(Point-per-instance localization data)
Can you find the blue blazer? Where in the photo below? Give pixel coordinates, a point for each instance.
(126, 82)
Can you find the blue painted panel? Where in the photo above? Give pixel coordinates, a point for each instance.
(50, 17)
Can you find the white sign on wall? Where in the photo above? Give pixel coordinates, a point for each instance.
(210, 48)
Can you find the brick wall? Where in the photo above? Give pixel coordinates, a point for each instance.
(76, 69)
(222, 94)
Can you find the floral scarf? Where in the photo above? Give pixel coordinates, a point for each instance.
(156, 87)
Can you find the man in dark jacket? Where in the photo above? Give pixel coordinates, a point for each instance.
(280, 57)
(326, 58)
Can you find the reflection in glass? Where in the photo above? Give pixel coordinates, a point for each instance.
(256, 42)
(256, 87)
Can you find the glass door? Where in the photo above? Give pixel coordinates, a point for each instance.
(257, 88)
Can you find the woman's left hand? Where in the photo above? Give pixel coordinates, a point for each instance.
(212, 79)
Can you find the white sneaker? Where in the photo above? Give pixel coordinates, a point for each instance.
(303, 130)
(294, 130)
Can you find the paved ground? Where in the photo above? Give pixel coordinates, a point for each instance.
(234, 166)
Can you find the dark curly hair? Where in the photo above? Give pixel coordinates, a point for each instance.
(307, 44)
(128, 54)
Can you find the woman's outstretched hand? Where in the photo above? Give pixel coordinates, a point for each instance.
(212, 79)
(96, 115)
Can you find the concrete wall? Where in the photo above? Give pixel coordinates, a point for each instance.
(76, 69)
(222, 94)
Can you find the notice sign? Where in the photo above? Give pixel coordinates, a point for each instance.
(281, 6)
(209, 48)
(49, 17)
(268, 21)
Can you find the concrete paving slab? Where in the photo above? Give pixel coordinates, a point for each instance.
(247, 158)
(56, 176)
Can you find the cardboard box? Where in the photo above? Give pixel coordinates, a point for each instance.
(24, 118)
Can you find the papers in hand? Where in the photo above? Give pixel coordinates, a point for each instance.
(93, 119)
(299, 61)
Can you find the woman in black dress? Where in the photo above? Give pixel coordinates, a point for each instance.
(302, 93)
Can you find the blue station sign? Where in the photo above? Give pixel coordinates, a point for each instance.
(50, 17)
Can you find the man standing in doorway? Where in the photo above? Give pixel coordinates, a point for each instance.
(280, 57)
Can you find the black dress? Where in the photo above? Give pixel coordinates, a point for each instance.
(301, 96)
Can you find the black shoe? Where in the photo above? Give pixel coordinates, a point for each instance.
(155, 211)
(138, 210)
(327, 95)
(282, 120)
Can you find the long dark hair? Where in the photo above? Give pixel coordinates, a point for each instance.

* DIRECTIONS:
This exercise calls for the entries to be restated exactly.

* EXPECTED ANSWER:
Can you find the blue blazer? Where in the photo below? Give pixel coordinates, a point for each instance.
(126, 82)
Can you find the blue painted panel? Where in the photo above? Give pixel coordinates, a point for each instance.
(50, 17)
Can you find the white sign on wall? Where in the photo above? Give pixel coordinates, a point for each instance.
(210, 48)
Can you find the brick wall? Where in the photo above? Give pixel coordinates, a point for each instance.
(76, 69)
(222, 94)
Can you find the floral scarf? Where in the photo above? Give pixel coordinates, a point for each instance.
(156, 87)
Can you find the man in dark jacket? Where in the photo above? Give pixel coordinates, a point for each instance.
(280, 57)
(326, 58)
Can you find the reflection in glass? Where in the photo above? Give pixel coordinates, a point for each instance.
(256, 42)
(256, 87)
Can you find the glass door? Where in the photo above? Give pixel coordinates, a point for each instance.
(257, 88)
Can you find the woman's left hand? Where in the photo above? Give pixel coordinates, a point for each instance.
(212, 79)
Can you find the white sneaker? Where in the photo above? Give pixel coordinates, a point for each instance.
(303, 130)
(294, 130)
Can you find the paved ground? Where in the photo above? Give pixel coordinates, a point for each instance.
(234, 166)
Can you find the dark curly hair? Where in the photo above? Give pixel coordinates, a point for each instance.
(307, 44)
(128, 54)
Can you find the woman's outstretched hand? Where in the photo above? Give pixel coordinates, a point for each instance.
(212, 79)
(96, 115)
Can you find the concrete wall? Where in the photo above? Give pixel coordinates, a point for each instance.
(76, 69)
(222, 94)
Can you find the notice sign? Where in the photo above? Give pixel coordinates, a point for each instance.
(281, 6)
(209, 48)
(49, 17)
(268, 21)
Can you find the concrete paving slab? Where in the photo above? Give pixel coordinates, a point for each instance.
(247, 158)
(56, 176)
Can you find the cardboard box? Where in the photo above? Give pixel coordinates, a point for each instance.
(24, 118)
Can you find the papers in hand? Where in the photo above? Give pixel coordinates, a point for each instance.
(93, 119)
(299, 61)
Can you find the woman in black dress? Where in the photo above? Give pixel coordinates, a point for each instance.
(302, 93)
Can you find the blue station sign? Where in the photo above? Give pixel coordinates, a point for each instance.
(50, 17)
Can you find the man standing in doorway? Where in the photo above? Give pixel coordinates, a point for each instance.
(280, 57)
Can you find the black dress? Where in the photo above? Give pixel coordinates, a point for each instance.
(301, 96)
Can you find the black shoe? Where in the photo above? Give pixel coordinates, a point for each instance.
(155, 211)
(138, 210)
(327, 95)
(282, 120)
Can you find the long dark hair? Where in the photo above? Give pixel coordinates, a point for each instance.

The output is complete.